BEGIN EXERCISE DATA
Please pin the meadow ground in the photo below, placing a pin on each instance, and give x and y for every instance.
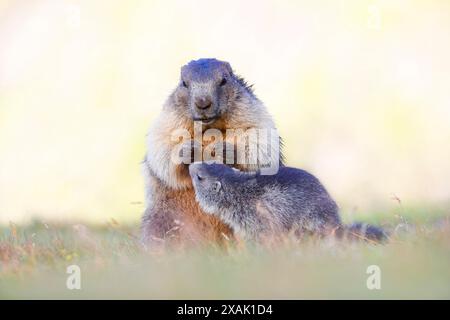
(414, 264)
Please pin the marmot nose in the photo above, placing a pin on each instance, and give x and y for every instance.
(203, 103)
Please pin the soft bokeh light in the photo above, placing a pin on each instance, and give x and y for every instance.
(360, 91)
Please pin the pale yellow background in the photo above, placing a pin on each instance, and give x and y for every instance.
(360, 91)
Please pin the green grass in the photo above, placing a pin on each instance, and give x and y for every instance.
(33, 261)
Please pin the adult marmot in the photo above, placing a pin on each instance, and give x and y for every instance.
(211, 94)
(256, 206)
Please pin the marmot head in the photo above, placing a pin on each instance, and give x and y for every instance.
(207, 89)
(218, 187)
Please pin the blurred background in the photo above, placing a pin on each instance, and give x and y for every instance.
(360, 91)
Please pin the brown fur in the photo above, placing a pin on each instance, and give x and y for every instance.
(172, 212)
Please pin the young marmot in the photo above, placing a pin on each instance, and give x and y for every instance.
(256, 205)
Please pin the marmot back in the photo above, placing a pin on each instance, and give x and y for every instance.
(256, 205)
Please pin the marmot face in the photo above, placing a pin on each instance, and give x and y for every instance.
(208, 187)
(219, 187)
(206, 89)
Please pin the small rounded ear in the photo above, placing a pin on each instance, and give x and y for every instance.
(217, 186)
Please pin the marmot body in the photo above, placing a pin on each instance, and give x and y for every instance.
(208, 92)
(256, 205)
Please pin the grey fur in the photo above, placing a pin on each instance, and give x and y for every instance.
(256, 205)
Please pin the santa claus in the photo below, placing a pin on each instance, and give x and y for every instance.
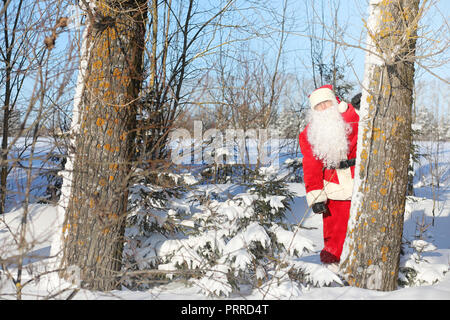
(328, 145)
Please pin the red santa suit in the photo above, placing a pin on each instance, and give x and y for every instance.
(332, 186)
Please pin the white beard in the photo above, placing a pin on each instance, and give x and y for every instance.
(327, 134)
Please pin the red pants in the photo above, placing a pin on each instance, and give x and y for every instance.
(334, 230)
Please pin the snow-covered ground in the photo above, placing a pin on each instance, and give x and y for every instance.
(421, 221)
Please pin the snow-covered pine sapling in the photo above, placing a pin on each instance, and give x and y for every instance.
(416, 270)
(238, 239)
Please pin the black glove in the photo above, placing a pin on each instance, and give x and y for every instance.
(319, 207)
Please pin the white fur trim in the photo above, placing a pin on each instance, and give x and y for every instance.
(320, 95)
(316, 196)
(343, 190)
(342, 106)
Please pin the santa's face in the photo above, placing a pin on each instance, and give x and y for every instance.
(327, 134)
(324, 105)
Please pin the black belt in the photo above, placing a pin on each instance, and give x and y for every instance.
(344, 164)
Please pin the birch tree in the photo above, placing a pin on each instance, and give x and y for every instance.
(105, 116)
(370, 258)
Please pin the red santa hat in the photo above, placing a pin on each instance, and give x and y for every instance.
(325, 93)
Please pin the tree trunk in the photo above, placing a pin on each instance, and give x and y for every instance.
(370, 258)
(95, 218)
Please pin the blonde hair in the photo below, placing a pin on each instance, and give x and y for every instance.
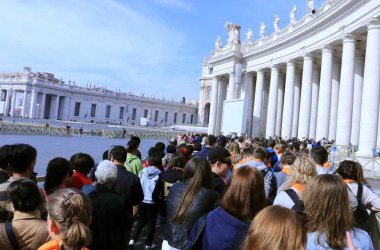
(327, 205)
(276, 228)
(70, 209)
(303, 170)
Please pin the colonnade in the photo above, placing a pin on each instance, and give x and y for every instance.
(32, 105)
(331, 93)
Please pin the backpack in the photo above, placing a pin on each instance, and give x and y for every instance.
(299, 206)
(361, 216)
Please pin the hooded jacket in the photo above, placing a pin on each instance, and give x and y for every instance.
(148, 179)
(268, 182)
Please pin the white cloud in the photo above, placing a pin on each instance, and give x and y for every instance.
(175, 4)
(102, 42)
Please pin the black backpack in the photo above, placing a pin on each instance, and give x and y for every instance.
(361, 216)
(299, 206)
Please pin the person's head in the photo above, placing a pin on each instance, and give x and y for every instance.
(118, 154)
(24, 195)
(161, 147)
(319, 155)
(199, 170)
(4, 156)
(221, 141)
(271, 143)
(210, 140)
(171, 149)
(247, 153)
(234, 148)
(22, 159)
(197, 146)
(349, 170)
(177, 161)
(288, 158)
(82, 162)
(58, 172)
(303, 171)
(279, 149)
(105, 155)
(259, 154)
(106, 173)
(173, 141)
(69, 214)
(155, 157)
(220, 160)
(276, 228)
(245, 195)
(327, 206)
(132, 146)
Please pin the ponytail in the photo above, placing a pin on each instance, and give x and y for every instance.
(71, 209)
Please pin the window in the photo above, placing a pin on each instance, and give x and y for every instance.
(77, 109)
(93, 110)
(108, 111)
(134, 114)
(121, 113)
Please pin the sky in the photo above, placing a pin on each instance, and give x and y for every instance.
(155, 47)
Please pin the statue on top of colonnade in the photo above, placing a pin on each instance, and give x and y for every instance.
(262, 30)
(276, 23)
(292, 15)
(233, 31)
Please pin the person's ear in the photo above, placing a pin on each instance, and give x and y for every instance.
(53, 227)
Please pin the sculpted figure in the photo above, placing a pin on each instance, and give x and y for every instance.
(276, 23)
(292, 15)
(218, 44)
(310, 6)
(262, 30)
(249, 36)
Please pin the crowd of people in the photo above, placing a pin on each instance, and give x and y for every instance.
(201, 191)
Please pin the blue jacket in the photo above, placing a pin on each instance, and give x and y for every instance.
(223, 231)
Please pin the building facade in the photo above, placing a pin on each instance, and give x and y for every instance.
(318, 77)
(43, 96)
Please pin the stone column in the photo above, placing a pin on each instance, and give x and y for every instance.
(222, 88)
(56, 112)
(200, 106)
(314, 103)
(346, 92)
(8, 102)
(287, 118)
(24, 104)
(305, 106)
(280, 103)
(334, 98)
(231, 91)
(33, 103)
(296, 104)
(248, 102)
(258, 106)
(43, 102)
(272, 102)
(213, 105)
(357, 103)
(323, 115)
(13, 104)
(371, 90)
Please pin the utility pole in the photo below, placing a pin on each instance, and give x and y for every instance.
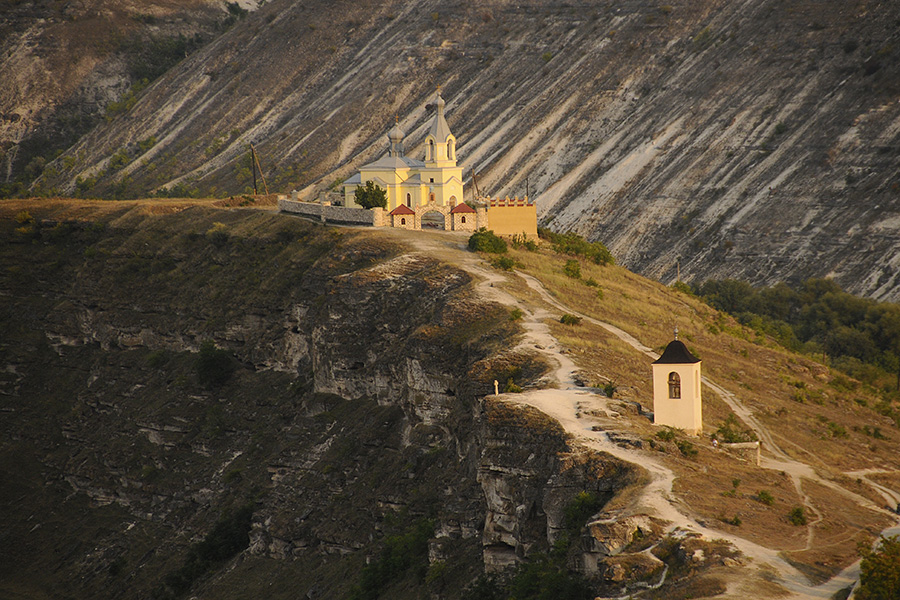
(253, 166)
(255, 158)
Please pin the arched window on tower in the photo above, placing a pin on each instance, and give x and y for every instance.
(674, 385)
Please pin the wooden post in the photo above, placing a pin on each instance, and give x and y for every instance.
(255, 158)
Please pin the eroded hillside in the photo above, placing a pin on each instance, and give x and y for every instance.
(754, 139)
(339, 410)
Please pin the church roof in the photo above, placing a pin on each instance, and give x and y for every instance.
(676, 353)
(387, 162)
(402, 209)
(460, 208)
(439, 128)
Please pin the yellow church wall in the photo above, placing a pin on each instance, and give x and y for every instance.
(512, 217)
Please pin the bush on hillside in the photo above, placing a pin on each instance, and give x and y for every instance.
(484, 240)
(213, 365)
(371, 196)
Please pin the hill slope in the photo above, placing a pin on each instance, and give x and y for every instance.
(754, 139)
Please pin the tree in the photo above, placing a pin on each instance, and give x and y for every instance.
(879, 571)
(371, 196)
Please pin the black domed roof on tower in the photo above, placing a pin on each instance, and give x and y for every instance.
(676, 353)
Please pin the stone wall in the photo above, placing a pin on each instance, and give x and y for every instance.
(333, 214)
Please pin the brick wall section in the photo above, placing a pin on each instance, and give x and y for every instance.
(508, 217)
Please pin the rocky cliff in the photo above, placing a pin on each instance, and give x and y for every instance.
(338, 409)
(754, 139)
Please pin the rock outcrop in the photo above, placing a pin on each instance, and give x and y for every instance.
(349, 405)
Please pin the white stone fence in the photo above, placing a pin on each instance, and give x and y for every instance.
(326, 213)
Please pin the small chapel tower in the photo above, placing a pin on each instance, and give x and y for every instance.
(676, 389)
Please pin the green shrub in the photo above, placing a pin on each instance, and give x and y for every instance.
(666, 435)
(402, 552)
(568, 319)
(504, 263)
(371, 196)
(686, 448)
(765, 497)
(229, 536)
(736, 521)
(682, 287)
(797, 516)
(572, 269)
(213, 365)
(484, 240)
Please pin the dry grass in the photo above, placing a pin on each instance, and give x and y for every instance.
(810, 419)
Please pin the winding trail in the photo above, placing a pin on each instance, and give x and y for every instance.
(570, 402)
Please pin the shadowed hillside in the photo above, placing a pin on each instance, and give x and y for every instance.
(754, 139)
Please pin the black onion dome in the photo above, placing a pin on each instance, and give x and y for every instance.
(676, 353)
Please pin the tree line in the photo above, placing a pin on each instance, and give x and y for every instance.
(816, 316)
END EXERCISE DATA
- [STATED TASK] Extract, verbatim, the lines from the one containing "Please pin the bush" through the last line of the listing above.

- [WRITTEN SOLUTION]
Please pin the bush on hillside in the photo above, placing a pin on each instance, and give x and y for every instance.
(484, 240)
(213, 365)
(371, 196)
Please pin the hill slope in the photo above, placing a pin on each instance, and give x and y for every instance.
(754, 139)
Please pin the tree in the photo above, placing a pin on each instance, and give x and y for every instance.
(879, 571)
(371, 196)
Please pin the black domed roof on tower in the photo above, placing a pin on each instance, and give x and y for every instance.
(676, 353)
Please pin the stone wall in the photo above, placing a pin on each instance, and give x and y for every instance.
(333, 214)
Please pin the brick wall section in the photo above, placing a pin on each instance, and give x and y for every instance.
(508, 217)
Please pin the rocky cliff in the photo above, placing a pin on each instance, and give x and y for every instance.
(338, 409)
(754, 139)
Please pin the rock outcrop in the photo above, placing a pin on each instance, and give x and y for every instance.
(349, 405)
Please pin the white stone fence in the photo above, placing a pin on each instance, and give x and y for every instance.
(326, 213)
Please pin the small chapel tower in the photo above, placing a pin on each instance, and give x and y for every instance.
(676, 389)
Please pin the green shrub in the photo above, placing a pin on each instance, and give x and y for every instance.
(666, 435)
(402, 552)
(568, 319)
(504, 263)
(371, 196)
(686, 448)
(765, 497)
(229, 536)
(736, 521)
(682, 287)
(797, 516)
(572, 269)
(213, 365)
(484, 240)
Please pin the dry grass in the photo above, placing a pin on each instance, and give x and y for every instance.
(810, 419)
Please pin the winding trail in the photo above, placing a pin on each instance, and give x and y for every instance.
(570, 402)
Please pin the shadowed hillside in the photo above, placing a pin on each instance, and give x and y for every instance.
(754, 139)
Please pin the black onion dome in the photo above, placing a pin on each instance, and give x and y for every instance.
(676, 353)
Please pin the tree line in the photo above, placing a pin on each instance, and give x and y for every instance.
(816, 316)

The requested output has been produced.